» **Data records**
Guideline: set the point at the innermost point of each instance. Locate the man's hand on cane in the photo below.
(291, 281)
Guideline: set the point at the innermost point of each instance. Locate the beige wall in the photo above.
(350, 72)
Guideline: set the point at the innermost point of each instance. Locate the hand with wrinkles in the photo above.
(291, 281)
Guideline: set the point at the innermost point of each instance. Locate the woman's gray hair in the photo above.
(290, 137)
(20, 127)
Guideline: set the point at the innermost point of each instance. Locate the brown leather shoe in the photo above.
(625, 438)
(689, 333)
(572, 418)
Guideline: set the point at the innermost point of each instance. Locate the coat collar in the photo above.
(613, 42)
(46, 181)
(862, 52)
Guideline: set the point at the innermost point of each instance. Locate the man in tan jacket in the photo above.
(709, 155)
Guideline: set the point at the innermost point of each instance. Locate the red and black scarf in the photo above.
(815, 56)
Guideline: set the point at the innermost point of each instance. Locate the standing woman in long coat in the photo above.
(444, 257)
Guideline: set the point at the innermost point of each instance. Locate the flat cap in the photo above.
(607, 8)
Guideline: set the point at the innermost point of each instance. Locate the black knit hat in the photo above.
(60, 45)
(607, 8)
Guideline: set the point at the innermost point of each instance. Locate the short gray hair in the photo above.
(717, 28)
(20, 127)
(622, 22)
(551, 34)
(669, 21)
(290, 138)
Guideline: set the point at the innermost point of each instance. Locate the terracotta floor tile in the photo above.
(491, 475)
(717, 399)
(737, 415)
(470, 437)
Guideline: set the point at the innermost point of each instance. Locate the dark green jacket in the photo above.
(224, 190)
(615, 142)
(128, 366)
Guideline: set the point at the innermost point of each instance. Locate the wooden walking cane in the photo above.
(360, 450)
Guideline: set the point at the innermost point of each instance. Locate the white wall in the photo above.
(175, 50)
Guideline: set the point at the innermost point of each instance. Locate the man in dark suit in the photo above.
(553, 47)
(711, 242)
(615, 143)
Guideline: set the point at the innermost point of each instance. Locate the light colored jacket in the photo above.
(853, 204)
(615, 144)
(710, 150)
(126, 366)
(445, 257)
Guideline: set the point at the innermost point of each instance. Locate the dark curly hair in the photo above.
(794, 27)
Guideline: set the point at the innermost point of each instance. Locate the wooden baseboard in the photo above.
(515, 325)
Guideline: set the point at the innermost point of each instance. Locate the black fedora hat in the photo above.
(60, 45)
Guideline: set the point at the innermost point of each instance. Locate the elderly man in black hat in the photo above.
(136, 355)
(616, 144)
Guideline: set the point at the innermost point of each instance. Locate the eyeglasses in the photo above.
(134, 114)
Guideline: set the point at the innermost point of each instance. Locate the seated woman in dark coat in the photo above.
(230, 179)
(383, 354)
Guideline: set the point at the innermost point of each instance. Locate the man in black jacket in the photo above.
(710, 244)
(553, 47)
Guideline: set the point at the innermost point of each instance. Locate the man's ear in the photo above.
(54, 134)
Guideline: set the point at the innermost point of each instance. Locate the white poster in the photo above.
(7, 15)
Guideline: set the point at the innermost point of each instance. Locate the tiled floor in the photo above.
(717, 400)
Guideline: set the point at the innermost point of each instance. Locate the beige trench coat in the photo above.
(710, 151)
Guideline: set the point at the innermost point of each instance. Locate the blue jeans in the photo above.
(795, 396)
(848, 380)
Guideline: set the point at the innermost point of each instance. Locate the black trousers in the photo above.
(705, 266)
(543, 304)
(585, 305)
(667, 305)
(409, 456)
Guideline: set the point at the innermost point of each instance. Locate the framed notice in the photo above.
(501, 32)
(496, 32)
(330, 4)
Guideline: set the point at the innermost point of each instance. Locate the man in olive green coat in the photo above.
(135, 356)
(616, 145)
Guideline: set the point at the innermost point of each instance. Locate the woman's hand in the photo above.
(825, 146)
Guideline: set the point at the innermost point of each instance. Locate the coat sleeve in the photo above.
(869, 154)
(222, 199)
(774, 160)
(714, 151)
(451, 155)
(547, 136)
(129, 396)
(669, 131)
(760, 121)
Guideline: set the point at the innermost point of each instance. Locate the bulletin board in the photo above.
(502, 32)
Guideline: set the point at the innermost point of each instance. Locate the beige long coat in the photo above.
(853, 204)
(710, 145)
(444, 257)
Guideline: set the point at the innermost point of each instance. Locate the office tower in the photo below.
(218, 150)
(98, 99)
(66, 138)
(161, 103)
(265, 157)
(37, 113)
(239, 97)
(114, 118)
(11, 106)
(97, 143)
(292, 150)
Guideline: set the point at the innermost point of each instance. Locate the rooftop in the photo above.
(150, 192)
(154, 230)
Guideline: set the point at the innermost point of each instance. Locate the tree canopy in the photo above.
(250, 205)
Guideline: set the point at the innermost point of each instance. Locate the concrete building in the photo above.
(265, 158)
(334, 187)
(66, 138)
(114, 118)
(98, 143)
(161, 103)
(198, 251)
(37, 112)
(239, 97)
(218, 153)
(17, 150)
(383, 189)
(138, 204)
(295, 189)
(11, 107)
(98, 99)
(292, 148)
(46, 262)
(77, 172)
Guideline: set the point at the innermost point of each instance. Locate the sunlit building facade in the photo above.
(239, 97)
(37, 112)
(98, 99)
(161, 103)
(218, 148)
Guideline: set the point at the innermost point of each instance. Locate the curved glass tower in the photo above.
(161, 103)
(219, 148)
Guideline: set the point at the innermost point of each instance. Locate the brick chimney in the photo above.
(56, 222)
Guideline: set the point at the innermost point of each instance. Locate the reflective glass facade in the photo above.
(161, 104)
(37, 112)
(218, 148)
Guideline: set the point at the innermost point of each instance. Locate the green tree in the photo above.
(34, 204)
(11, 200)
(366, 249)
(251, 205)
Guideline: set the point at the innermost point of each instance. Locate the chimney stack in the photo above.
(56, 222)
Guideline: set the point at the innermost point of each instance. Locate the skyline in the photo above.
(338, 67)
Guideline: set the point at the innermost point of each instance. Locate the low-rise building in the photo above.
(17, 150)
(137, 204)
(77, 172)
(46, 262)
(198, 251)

» **What you need to do**
Transcribe exactly the lines from the one containing "glass facade in the photo above." through the end of the records, both included, and nothing else.

» **Answer**
Guideline: set the point at the innermost point of each instance. Locate the reflective glass facade in the photo above.
(161, 104)
(37, 112)
(218, 148)
Guideline: set the point at the innermost point of each instance. Locate the green tree in the photo above.
(34, 204)
(11, 200)
(366, 249)
(251, 205)
Guideline: set the point at the innermost point of each instance. Locate the chimney stack in the photo above.
(56, 222)
Guideline: set the point at the innermost point of each instance. Locate the skyline in the photo above.
(338, 67)
Guideline: set the point at the innermost point of each instance. Locate the low-rise building in the photo above.
(17, 150)
(137, 204)
(77, 172)
(46, 262)
(198, 251)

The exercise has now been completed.